* _What to do_
Gather every line of the items below that contains the string "tail", treating uppercase and lowercase as different.

* _Coordinate labeling data_
## start

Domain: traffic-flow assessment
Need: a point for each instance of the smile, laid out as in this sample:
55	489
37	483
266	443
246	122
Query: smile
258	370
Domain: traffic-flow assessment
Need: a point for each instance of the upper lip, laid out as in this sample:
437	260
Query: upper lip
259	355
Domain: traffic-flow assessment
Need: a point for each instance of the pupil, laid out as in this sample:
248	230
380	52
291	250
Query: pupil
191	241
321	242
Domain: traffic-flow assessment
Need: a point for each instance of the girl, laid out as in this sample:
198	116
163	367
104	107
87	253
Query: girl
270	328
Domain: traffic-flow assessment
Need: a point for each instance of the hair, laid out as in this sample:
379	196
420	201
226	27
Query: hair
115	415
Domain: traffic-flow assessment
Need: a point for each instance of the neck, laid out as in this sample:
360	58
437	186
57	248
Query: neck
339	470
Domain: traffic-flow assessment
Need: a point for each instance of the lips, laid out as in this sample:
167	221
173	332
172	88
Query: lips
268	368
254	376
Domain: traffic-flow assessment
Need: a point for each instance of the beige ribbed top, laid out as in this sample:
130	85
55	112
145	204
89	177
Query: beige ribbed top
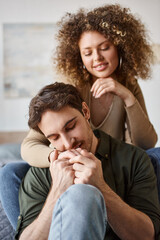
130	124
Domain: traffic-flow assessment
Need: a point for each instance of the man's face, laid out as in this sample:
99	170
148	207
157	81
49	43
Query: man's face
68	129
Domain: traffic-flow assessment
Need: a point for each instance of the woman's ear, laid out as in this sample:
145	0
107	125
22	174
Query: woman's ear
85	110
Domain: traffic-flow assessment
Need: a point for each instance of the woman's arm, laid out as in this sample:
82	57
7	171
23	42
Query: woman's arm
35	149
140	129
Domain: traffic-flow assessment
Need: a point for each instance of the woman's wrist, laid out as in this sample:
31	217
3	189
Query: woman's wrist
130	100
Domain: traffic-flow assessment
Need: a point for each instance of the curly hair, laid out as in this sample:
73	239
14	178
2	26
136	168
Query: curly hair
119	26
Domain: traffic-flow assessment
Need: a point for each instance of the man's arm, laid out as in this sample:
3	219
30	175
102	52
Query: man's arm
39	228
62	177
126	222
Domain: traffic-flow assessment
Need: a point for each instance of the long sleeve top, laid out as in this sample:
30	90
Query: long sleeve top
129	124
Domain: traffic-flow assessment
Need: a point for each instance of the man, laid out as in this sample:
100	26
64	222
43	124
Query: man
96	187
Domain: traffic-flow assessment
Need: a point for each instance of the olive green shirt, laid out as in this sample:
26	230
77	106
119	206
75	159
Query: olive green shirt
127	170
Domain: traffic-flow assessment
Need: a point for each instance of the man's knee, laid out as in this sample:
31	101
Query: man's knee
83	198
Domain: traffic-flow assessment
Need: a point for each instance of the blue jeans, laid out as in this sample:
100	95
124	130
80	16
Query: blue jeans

## end
## start

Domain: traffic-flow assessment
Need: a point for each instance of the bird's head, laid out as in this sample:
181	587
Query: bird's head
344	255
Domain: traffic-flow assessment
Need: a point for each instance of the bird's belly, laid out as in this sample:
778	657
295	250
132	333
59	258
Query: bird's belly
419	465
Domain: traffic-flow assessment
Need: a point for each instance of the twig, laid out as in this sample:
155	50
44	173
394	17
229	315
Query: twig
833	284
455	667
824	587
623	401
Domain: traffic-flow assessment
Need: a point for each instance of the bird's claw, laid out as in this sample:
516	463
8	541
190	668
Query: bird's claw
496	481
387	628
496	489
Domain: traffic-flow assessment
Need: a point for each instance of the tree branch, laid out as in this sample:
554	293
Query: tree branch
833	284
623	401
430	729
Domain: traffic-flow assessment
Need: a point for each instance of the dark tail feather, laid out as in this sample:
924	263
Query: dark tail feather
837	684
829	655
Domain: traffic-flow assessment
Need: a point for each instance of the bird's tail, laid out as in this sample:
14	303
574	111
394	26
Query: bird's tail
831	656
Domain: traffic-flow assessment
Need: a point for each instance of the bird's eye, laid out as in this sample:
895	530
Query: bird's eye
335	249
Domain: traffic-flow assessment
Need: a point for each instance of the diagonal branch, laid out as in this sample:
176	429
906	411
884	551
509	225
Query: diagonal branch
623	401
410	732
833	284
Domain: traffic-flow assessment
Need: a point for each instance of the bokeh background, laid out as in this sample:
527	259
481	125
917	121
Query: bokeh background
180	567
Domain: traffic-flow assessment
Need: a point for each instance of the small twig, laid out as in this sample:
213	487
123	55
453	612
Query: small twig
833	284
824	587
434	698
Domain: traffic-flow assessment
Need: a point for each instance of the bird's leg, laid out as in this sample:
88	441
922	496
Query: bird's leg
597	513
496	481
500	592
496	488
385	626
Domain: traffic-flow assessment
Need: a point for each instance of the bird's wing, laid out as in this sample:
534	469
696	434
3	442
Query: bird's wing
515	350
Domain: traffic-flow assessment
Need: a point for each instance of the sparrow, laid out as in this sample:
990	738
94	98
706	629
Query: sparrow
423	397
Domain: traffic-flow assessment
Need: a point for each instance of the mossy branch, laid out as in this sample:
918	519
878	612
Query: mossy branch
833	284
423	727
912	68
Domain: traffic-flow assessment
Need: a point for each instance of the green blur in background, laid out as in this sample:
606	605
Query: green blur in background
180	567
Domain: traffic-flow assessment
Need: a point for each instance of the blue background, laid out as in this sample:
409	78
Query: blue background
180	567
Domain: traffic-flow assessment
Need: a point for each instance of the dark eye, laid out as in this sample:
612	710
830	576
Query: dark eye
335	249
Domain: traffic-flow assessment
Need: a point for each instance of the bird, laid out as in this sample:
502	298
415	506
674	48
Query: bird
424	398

## end

* _The solution_
Need: a point for each instance of the dark tail feather, laid out as in this sample:
Query: dark tail feather
Need: a point for each instance of the bird's tail, laid out as in this sample:
Query: bird's tail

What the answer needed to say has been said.